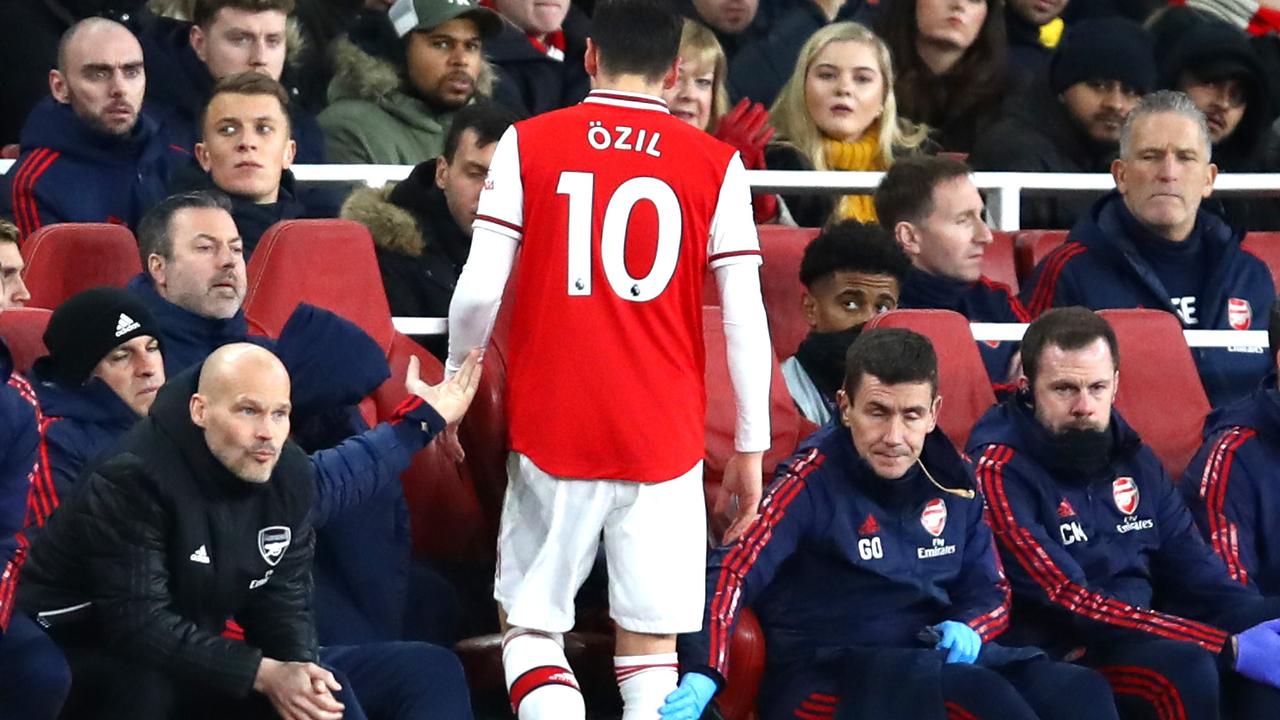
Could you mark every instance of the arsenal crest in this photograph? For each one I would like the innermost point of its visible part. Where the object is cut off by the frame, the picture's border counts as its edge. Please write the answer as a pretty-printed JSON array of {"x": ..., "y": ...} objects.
[
  {"x": 1124, "y": 491},
  {"x": 272, "y": 542},
  {"x": 1239, "y": 313},
  {"x": 935, "y": 516}
]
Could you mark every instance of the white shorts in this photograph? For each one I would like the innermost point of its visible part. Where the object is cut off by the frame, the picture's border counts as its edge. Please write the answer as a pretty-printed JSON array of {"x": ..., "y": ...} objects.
[{"x": 654, "y": 545}]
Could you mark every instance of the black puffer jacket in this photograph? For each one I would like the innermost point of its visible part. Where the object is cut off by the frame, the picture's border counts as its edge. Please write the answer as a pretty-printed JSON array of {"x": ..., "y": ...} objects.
[{"x": 163, "y": 545}]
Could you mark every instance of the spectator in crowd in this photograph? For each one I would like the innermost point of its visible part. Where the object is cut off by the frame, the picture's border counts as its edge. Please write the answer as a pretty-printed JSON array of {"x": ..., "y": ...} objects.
[
  {"x": 874, "y": 532},
  {"x": 90, "y": 154},
  {"x": 1230, "y": 484},
  {"x": 935, "y": 212},
  {"x": 950, "y": 59},
  {"x": 193, "y": 286},
  {"x": 1217, "y": 68},
  {"x": 155, "y": 619},
  {"x": 186, "y": 60},
  {"x": 421, "y": 226},
  {"x": 850, "y": 273},
  {"x": 1072, "y": 122},
  {"x": 839, "y": 113},
  {"x": 538, "y": 55},
  {"x": 1034, "y": 28},
  {"x": 245, "y": 150},
  {"x": 1148, "y": 244},
  {"x": 36, "y": 674},
  {"x": 1105, "y": 563},
  {"x": 13, "y": 288},
  {"x": 398, "y": 110}
]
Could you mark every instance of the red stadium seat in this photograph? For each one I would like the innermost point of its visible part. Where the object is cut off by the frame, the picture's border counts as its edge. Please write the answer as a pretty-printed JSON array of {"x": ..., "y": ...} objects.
[
  {"x": 782, "y": 247},
  {"x": 1265, "y": 246},
  {"x": 1160, "y": 392},
  {"x": 1032, "y": 246},
  {"x": 963, "y": 381},
  {"x": 23, "y": 329},
  {"x": 997, "y": 261},
  {"x": 67, "y": 258}
]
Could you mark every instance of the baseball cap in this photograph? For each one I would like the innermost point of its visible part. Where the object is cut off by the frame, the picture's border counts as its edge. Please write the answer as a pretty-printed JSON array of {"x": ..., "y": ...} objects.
[{"x": 408, "y": 16}]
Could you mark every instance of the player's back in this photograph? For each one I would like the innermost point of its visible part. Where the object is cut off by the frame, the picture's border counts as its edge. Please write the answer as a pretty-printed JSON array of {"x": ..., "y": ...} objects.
[{"x": 620, "y": 200}]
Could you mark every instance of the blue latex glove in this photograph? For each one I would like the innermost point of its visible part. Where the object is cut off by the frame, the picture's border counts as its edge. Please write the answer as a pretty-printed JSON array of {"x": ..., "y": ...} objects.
[
  {"x": 690, "y": 698},
  {"x": 960, "y": 641},
  {"x": 1257, "y": 654}
]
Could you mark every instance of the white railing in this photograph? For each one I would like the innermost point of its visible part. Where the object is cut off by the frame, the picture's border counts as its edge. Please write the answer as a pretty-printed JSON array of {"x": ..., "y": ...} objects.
[{"x": 1004, "y": 190}]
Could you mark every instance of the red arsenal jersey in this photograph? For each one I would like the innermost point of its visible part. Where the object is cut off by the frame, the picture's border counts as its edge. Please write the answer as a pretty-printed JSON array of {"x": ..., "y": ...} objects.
[{"x": 620, "y": 209}]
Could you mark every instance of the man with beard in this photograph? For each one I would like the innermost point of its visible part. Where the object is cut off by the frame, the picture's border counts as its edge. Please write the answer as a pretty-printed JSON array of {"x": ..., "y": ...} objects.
[
  {"x": 850, "y": 273},
  {"x": 935, "y": 213},
  {"x": 1151, "y": 244},
  {"x": 1070, "y": 121},
  {"x": 90, "y": 155},
  {"x": 388, "y": 113},
  {"x": 1105, "y": 563}
]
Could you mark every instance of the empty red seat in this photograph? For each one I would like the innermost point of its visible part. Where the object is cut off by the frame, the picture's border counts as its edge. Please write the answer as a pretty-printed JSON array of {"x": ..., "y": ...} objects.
[
  {"x": 1160, "y": 392},
  {"x": 67, "y": 258},
  {"x": 1032, "y": 246},
  {"x": 963, "y": 379},
  {"x": 23, "y": 331}
]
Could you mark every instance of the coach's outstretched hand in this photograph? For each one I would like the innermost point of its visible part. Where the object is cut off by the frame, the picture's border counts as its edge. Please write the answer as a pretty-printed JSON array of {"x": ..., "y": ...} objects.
[
  {"x": 690, "y": 698},
  {"x": 1257, "y": 652},
  {"x": 739, "y": 497},
  {"x": 452, "y": 397}
]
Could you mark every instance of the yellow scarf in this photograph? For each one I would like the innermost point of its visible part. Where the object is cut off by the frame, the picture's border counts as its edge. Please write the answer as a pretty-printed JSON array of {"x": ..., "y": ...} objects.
[{"x": 862, "y": 154}]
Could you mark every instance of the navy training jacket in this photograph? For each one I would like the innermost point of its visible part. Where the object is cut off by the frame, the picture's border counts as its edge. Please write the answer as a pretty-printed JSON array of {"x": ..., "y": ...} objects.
[
  {"x": 1089, "y": 559},
  {"x": 840, "y": 557},
  {"x": 1098, "y": 267}
]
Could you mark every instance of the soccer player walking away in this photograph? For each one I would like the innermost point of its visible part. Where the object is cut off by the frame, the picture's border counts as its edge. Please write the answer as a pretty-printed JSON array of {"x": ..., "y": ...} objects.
[{"x": 620, "y": 208}]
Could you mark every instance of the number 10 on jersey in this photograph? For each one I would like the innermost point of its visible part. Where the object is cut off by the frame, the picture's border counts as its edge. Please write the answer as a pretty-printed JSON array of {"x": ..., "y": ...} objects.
[{"x": 580, "y": 190}]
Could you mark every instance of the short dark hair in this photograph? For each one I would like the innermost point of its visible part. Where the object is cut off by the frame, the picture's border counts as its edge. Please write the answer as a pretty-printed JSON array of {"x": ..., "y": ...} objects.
[
  {"x": 205, "y": 10},
  {"x": 487, "y": 119},
  {"x": 894, "y": 355},
  {"x": 639, "y": 37},
  {"x": 851, "y": 246},
  {"x": 1068, "y": 328},
  {"x": 154, "y": 236},
  {"x": 248, "y": 83},
  {"x": 906, "y": 190}
]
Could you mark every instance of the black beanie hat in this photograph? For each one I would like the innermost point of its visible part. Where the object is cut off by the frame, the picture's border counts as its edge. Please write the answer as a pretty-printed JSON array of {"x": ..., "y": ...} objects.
[
  {"x": 1104, "y": 49},
  {"x": 90, "y": 324}
]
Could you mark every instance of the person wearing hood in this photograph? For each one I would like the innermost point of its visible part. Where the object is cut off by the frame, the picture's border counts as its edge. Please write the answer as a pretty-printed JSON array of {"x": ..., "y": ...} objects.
[
  {"x": 935, "y": 213},
  {"x": 90, "y": 153},
  {"x": 184, "y": 60},
  {"x": 850, "y": 273},
  {"x": 421, "y": 226},
  {"x": 1217, "y": 68},
  {"x": 1105, "y": 563},
  {"x": 1070, "y": 121},
  {"x": 873, "y": 573},
  {"x": 246, "y": 149},
  {"x": 397, "y": 110},
  {"x": 1230, "y": 484},
  {"x": 1150, "y": 244}
]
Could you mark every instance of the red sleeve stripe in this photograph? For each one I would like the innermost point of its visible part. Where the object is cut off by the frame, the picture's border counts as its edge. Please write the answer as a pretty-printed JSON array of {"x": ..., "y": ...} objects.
[
  {"x": 1148, "y": 686},
  {"x": 26, "y": 210},
  {"x": 1042, "y": 297},
  {"x": 737, "y": 563},
  {"x": 1059, "y": 588},
  {"x": 501, "y": 223},
  {"x": 1223, "y": 533}
]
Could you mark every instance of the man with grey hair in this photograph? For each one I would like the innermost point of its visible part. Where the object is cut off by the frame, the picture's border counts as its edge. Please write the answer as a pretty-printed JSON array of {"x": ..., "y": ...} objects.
[
  {"x": 90, "y": 153},
  {"x": 1150, "y": 244}
]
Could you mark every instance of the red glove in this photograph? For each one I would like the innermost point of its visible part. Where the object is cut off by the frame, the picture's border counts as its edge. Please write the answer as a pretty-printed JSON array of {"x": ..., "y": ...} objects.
[{"x": 746, "y": 127}]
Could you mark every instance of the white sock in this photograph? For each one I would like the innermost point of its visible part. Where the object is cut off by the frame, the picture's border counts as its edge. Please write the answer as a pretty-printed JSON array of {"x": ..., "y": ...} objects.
[
  {"x": 644, "y": 682},
  {"x": 539, "y": 680}
]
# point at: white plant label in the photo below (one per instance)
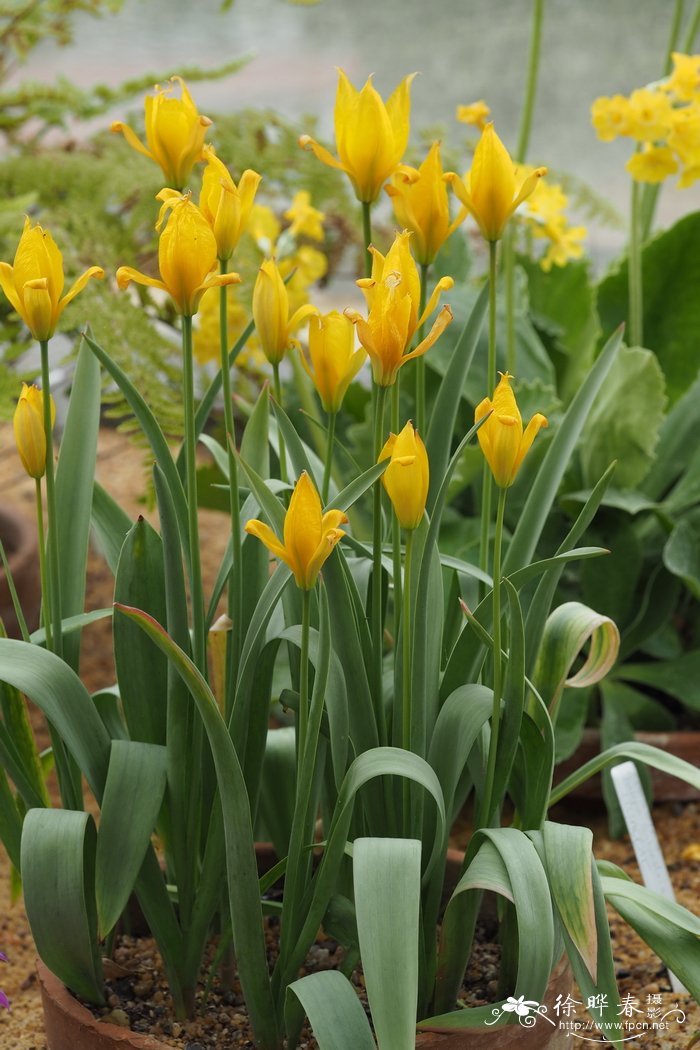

### [Written instruction]
Extract, word for word, the part of the items that opens with the line containing "Could you mark every instance of the red glove" and runs through the end of the items, leaving the pictures out of your answer.

### [Solution]
Could you mark every instance of the red glove in this photograph? For each one I would like the innermost point of its visible part. Where the object is cut off by the frame, the picture's border counts as its edge. Please write the answer as a pretty-printed JSON array of {"x": ..., "y": ...} objects.
[{"x": 746, "y": 127}]
Could you mark every instance of the white sock in this photograph? For each one I would like the innermost point of its visible part. Where the object is cut off by the frame, the picture's border counts as its edge. Please write the answer as a pretty-printed JSON array of {"x": ..., "y": ...} objects.
[
  {"x": 644, "y": 682},
  {"x": 539, "y": 680}
]
# point at: white plant label in the photo below (one per instance)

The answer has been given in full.